_Texto extraído_.
Todo ello les conduce a la creación de una manera de entender la ciudad como escenario en el que las voluntades políticas y populares se hacen visibles. La ciudad como una suma de fragmentos, pero sin centro. La ciudad marcada por una imaginería verosímilmente popular, que no se agota en el mensaje, en la función comunicativa de sus marcas. La ciudad como ensayo y como un territorio a la vez arcaico y contemporáneo que constantemente se destruye y se regenera, pero que siempre muestra las huellas de su destrucción. La ciudad del caos, la ciudad parcial, la de una geografía del poder popular en la que cada comunidad (o cada tribu) enuncie sus signos, es decir, administre simbólicamente su espacio. La ciudad como orden y como orgía.

_Datos de anotación por puntos_.
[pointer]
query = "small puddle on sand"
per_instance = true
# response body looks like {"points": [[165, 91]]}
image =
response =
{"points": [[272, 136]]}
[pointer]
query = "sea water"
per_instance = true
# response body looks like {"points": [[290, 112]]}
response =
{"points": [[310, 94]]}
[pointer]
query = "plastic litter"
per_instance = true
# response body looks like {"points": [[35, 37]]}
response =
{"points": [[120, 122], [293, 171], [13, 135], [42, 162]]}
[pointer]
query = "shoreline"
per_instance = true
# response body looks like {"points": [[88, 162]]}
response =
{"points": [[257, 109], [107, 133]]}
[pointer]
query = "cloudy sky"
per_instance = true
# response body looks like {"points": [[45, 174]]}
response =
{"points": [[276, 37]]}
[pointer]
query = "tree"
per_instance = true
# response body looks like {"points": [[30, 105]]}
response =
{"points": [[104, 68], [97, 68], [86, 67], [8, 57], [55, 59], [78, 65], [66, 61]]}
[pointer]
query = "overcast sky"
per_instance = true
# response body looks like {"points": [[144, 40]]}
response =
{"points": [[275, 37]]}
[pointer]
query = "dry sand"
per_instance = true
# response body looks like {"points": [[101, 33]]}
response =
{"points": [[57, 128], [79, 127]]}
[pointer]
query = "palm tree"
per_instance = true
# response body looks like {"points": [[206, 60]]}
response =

_Tareas_.
1) Sustituye "caos" por "desorden" y reproduce todo lo que va desde "Todo ello les" hasta "y como orgía." en el texto sobre la ciudad.
2) Indica si cada una de estas afirmaciones concuerda con el texto sobre la ciudad. Responde sí o no y cita las palabras del texto que lo deciden.
(a) La ciudad se presenta como una suma de fragmentos que tiene un centro.
(b) La imaginería popular de la ciudad se agota en el mensaje.
(c) La ciudad siempre muestra las huellas de su destrucción.

_Respuestas_.
1)
Todo ello les conduce a la creación de una manera de entender la ciudad como escenario en el que las voluntades políticas y populares se hacen visibles. La ciudad como una suma de fragmentos, pero sin centro. La ciudad marcada por una imaginería verosímilmente popular, que no se agota en el mensaje, en la función comunicativa de sus marcas. La ciudad como ensayo y como un territorio a la vez arcaico y contemporáneo que constantemente se destruye y se regenera, pero que siempre muestra las huellas de su destrucción. La ciudad del desorden, la ciudad parcial, la de una geografía del poder popular en la que cada comunidad (o cada tribu) enuncie sus signos, es decir, administre simbólicamente su espacio. La ciudad como orden y como orgía.

2)
(a) No: «La ciudad como una suma de fragmentos, pero sin centro».
(b) No: «que no se agota en el mensaje».
(c) Sí: «pero que siempre muestra las huellas de su destrucción».